_WHAT THE TASK ASKS_
Each entry below should be reproduced character for character.

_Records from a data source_
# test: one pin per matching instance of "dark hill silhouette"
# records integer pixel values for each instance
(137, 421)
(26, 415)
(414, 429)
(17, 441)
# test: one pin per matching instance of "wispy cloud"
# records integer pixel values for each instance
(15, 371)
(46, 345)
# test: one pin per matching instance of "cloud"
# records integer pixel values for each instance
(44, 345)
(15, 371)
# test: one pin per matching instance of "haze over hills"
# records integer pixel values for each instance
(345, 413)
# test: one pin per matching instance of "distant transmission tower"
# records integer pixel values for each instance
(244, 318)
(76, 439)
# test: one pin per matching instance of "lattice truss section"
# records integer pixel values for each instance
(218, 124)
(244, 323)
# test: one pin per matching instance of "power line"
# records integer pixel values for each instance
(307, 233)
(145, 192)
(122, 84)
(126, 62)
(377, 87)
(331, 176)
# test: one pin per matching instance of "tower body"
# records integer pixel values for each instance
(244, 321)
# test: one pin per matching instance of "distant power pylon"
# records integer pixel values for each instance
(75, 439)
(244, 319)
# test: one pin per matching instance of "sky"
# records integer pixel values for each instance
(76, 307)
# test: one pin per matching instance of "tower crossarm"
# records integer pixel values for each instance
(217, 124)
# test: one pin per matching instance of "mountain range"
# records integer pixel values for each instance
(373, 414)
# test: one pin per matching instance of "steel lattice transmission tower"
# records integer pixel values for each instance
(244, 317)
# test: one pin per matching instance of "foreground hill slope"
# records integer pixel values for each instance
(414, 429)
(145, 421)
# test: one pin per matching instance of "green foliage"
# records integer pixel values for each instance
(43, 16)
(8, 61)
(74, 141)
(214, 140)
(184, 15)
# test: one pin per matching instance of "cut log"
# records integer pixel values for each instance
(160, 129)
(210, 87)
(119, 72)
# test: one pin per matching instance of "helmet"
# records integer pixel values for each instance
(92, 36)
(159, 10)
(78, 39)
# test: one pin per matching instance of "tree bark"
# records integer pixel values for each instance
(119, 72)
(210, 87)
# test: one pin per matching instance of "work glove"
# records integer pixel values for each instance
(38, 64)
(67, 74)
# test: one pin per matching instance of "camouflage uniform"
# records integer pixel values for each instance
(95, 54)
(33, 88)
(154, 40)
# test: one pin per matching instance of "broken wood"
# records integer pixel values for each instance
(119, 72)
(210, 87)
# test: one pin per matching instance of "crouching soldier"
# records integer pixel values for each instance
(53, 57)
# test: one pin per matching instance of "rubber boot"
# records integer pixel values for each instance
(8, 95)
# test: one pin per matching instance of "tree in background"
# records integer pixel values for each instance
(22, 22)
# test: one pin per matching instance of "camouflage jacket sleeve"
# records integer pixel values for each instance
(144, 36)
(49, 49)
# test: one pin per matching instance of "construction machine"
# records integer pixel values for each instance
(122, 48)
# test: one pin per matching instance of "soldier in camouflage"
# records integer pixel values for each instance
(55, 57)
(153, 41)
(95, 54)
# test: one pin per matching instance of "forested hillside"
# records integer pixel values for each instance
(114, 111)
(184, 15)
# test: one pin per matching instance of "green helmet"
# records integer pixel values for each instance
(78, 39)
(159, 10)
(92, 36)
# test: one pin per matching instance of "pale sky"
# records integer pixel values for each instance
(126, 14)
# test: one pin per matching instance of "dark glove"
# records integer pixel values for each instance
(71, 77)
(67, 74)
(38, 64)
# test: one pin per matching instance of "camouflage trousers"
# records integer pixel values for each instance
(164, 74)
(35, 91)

_TASK RESULT_
# test: one pin per matching instance of "dark hill silhouette"
# records integer pixel values for each instance
(137, 421)
(26, 415)
(414, 429)
(17, 441)
# test: one pin per matching instance of "wispy cloud"
# records integer pixel values for each instance
(15, 371)
(46, 345)
# test: one pin per matching instance of "cloud"
# records integer pixel values for each instance
(44, 345)
(15, 371)
# test: one pin per matching instance of "haze over hills"
# records integer pixel values for each instance
(345, 413)
# test: one pin per matching instance of "distant transmission tower"
# records integer pixel values for each instance
(244, 318)
(76, 439)
# test: one pin per matching instance of "lattice truss section"
# records integer pixel values for each instance
(218, 124)
(244, 323)
# test: one pin per matching instance of "power line"
# records integer pixel values for each instance
(307, 233)
(145, 192)
(122, 84)
(126, 62)
(377, 87)
(331, 176)
# test: one pin per matching instance of "tower body"
# records integer pixel values for each instance
(244, 321)
# test: one pin per matching instance of "distant power pylon"
# records integer pixel values for each instance
(75, 439)
(244, 319)
# test: one pin per matching instance of "sky"
# records integer pixel values for each instance
(76, 307)
# test: one pin per matching instance of "tower crossarm"
# records integer pixel values for each instance
(217, 124)
# test: one pin per matching instance of "mountain range"
# records integer pixel values for each instance
(373, 414)
# test: one pin per matching instance of "steel lattice transmission tower"
# records integer pixel values for each instance
(244, 317)
# test: one pin per matching instance of "foreground hill slope"
# records integer pixel values for each instance
(414, 429)
(145, 421)
# test: one pin per matching instance of "green foliage"
# records integer pixel values for each instance
(43, 16)
(8, 61)
(74, 141)
(214, 140)
(184, 15)
# test: one pin per matching instance of "cut log"
# records integer pixel values for each instance
(160, 129)
(210, 87)
(119, 72)
# test: one pin per matching instance of "helmet"
# records integer pixel values for each instance
(92, 36)
(159, 10)
(78, 39)
# test: one pin per matching instance of "tree bark"
# records integer pixel values for each instance
(119, 72)
(210, 87)
# test: one pin per matching instance of "work glove"
# records integer pixel values for each instance
(38, 64)
(67, 74)
# test: one pin per matching instance of "camouflage uniform"
# records integer pixel values for each instance
(95, 54)
(33, 88)
(154, 40)
# test: one pin per matching instance of "broken wood"
# records integer pixel values for each instance
(119, 72)
(210, 87)
# test: one pin per matching instance of "crouching soldier"
# records integer pixel values for each instance
(53, 57)
# test: one pin per matching instance of "rubber boot"
# records integer pixel values for each instance
(8, 95)
# test: one pin per matching instance of "tree in background"
# records integer pixel values for each instance
(22, 22)
# test: one pin per matching instance of "camouflage jacket sleeve"
# records integer pixel values for each instance
(144, 36)
(49, 49)
# test: one pin per matching instance of "construction machine"
# records integer pixel values for each instance
(122, 48)
# test: one pin per matching instance of "soldier in camouflage"
# records integer pixel values for each instance
(55, 57)
(153, 41)
(95, 54)
# test: one pin per matching instance of "forested hillside"
# records integer pixel values for each instance
(114, 111)
(184, 15)
# test: one pin per matching instance of "green helmet"
# records integer pixel values for each instance
(78, 39)
(159, 10)
(92, 36)
# test: one pin per matching instance of "pale sky"
# records integer pixel values for each instance
(126, 14)
# test: one pin per matching instance of "dark glove"
# records integer pixel values for each instance
(71, 77)
(67, 74)
(38, 64)
# test: one pin per matching instance of "camouflage trousers"
# records integer pixel values for each instance
(164, 74)
(35, 91)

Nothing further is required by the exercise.